▶ Problem details: From the records below, extract the stretch from the line containing "Shelf-audit tagging: put a marker on every instance of the water" through the end of the records, both ends included, and reproduce those lines exactly. Leave the pictures out.

▶ Data to process:
---

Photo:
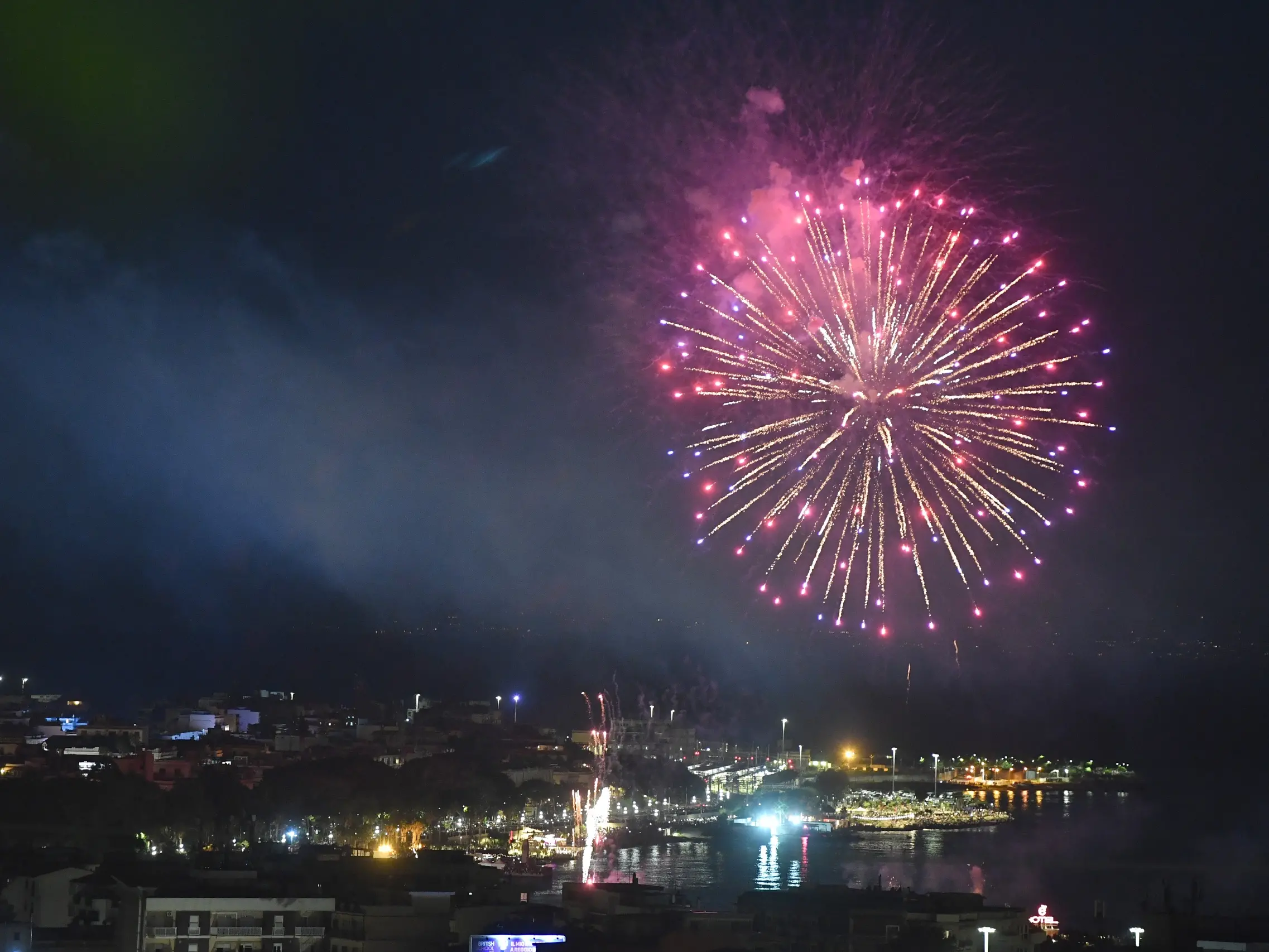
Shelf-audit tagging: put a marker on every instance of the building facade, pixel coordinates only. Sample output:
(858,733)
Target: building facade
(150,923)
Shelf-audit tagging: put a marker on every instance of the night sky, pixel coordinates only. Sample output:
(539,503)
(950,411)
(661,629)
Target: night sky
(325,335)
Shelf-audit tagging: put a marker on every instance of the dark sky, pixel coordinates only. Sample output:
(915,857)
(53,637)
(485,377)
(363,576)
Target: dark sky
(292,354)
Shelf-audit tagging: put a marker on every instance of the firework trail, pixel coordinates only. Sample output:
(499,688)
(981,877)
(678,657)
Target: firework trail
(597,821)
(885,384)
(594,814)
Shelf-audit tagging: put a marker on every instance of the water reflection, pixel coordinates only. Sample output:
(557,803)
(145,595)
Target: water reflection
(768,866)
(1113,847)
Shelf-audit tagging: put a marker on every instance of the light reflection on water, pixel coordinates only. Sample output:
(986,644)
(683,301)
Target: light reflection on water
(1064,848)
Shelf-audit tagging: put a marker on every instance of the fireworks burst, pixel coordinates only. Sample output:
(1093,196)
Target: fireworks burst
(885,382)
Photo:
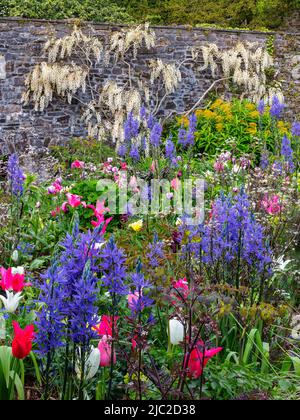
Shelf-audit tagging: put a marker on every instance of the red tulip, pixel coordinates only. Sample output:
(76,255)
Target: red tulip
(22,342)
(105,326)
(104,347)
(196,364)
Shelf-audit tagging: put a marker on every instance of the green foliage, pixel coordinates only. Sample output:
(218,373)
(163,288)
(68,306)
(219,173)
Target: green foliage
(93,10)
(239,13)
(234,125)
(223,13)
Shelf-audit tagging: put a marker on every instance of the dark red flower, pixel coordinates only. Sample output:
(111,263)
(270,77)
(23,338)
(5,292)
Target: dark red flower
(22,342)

---

▶ Problem solution:
Shelf-audit tagging: put a marker on every instance of the water reflection, pixel coordinates only. Sample output:
(557,803)
(145,595)
Target: water reflection
(768,866)
(1113,847)
Shelf-audit tagging: put a marker on every instance of the light reflection on water, pixel coordinates only. Sample output:
(986,644)
(683,301)
Target: light reflection on water
(1064,848)
Shelf-audit tagging: put a marker on every instance of the fireworks burst, pixel coordinates only. Sample output:
(1093,196)
Target: fireworks burst
(885,382)
Photo:
Shelf-audit tagging: put a marker on every instance of the red tulip, pixel coordinates only. Sample output:
(76,255)
Target: red tulip
(22,342)
(105,326)
(104,347)
(196,364)
Shelf-audit tagging: put a marker on every instance of the green foliage, pixel coordinates only. Sample output:
(218,373)
(163,288)
(68,306)
(219,173)
Target: green foliage
(93,10)
(239,13)
(234,125)
(223,13)
Shelf-audit tagging: put a marker on every instance of the dark red flower, pixel coordinates only. Sample output:
(111,263)
(270,77)
(23,338)
(5,292)
Target: dark red flower
(22,342)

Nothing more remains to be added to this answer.